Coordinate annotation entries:

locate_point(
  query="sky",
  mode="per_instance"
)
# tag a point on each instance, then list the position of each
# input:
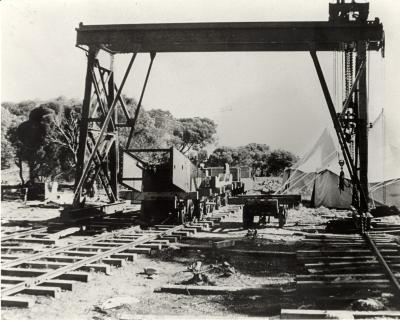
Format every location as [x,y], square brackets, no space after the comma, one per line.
[272,98]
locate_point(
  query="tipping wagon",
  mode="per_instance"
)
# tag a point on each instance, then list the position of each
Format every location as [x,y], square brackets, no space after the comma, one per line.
[263,206]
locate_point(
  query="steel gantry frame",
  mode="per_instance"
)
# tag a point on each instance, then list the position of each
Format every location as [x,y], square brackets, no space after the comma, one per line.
[347,30]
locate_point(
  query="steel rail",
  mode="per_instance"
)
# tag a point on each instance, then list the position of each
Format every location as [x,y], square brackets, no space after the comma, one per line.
[22,233]
[63,248]
[388,272]
[49,275]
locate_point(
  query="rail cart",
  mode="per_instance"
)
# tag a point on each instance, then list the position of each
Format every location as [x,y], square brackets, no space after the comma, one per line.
[265,206]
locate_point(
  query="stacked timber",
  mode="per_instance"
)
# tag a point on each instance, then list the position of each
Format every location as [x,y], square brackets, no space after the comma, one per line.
[339,269]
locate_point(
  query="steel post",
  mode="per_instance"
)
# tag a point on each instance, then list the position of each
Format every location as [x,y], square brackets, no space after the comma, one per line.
[362,125]
[114,151]
[83,133]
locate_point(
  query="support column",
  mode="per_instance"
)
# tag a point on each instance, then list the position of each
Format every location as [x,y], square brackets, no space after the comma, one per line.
[114,151]
[83,133]
[362,126]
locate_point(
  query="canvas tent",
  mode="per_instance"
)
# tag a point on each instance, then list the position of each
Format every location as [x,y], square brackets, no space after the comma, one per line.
[384,161]
[319,170]
[316,175]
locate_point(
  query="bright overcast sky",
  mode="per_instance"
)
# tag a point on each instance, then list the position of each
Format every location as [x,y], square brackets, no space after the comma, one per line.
[272,98]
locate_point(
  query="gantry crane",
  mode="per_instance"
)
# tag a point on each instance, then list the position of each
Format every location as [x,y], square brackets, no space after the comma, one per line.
[347,30]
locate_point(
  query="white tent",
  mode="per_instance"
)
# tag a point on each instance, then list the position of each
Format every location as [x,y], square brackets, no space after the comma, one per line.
[384,163]
[316,175]
[327,193]
[320,170]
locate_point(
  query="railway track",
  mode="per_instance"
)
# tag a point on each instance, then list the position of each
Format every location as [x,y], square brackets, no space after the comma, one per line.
[341,269]
[48,271]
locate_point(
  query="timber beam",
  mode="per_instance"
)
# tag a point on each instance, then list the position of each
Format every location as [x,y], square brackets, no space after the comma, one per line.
[230,36]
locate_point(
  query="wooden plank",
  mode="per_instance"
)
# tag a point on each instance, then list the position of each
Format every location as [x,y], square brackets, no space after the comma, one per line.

_INSTRUCTION_. Every entry should be returned exactly as written, minus the pictures.

_THE RESPONSE_.
locate_point(
  query="sky",
  mode="per_instance"
)
# tag a point on each instance, then list the position of each
# input:
Format every location as [x,y], square brackets, no space after the comma, one per line.
[272,98]
locate_point(
  query="tipping wagon",
  mode="per_instance"
)
# tag a point on each instance, then list the position of each
Format every location as [x,y], square brackets, no space after the comma, one per line.
[263,206]
locate_point(
  query="steel gantry frame",
  mode="per_instance"
)
# tag a point on each instance, then list the position of each
Format every location as [x,y], square brackets, no space after the comma, one per line.
[347,30]
locate_point(
  query="steel rail",
  mode="per_instance"
)
# tag a point on each instance, then list the position of each
Format every location as [x,y], square brackets, no space after the comma, one per line.
[22,233]
[63,248]
[388,272]
[49,275]
locate_point(
  query="rail cart",
  mode="per_instance"
)
# tag a point on each instance, then list the position of each
Format every location as [x,y], square brackets, no space after the comma, one per line.
[265,206]
locate_point(
  query="stacked timber",
  mode="per_instance"
)
# tag a point on each instance, then list the position of each
Format every location as [x,y], square brackets, no space after the comma, one per line.
[339,269]
locate_point(
  query="steel post",
  mode="per_instance"
)
# tag a point on each instance, then list the position of each
Format every location as [x,y], square brackets, no space after the comma, one per line.
[362,125]
[114,151]
[83,133]
locate_point(
  query="support column",
  mode="per_instance"
)
# tag a point on each instance, then list the position of each
Format every location as [x,y], square brackets, no space after the comma, one per line.
[114,151]
[83,133]
[362,126]
locate_point(
  query="canvas tent",
  mode="per_instance"
)
# tag a point on each instance, then list the position of each
Format every location as [x,y], square brackets, no space after the comma, one per line.
[384,161]
[319,170]
[316,175]
locate_point(
  query="bright overcast sky",
  mode="per_instance"
)
# tag a point on each instance, then list the position of each
Format every location as [x,y], square brackets, no space after the comma, one per line.
[272,98]
locate_point(
  query="gantry crane",
  mode="per_instance"
)
# tag a point on each instance, then list the position of each
Format every location as [x,y], square brackets, no space after the comma, one per line.
[347,30]
locate_point(
  query="white tent",
  mode="per_instance"
)
# tag a point on each instance, then list the position of each
Format every location as [x,y], square brackets, no space after the comma, one per line.
[384,163]
[316,175]
[327,193]
[320,170]
locate_point(
  query="railway track",
  mode="per_instance"
)
# tag a point on each instance, then list the position of each
Format every location as [x,y], square brackets, no space after the comma, one per line.
[341,269]
[48,271]
locate_point(
  query="timber beam",
  mode="per_instance"
)
# tag a point on each instance, then list the position of each
Format every location as [x,y], square brackets, no space after the comma, one per line.
[230,36]
locate_point(
  query="wooden plank",
  mode="per_instance"
)
# tag a point on each instance, then list the position of each
Format every location as [x,y], square brackets, no space after the comma, one per line.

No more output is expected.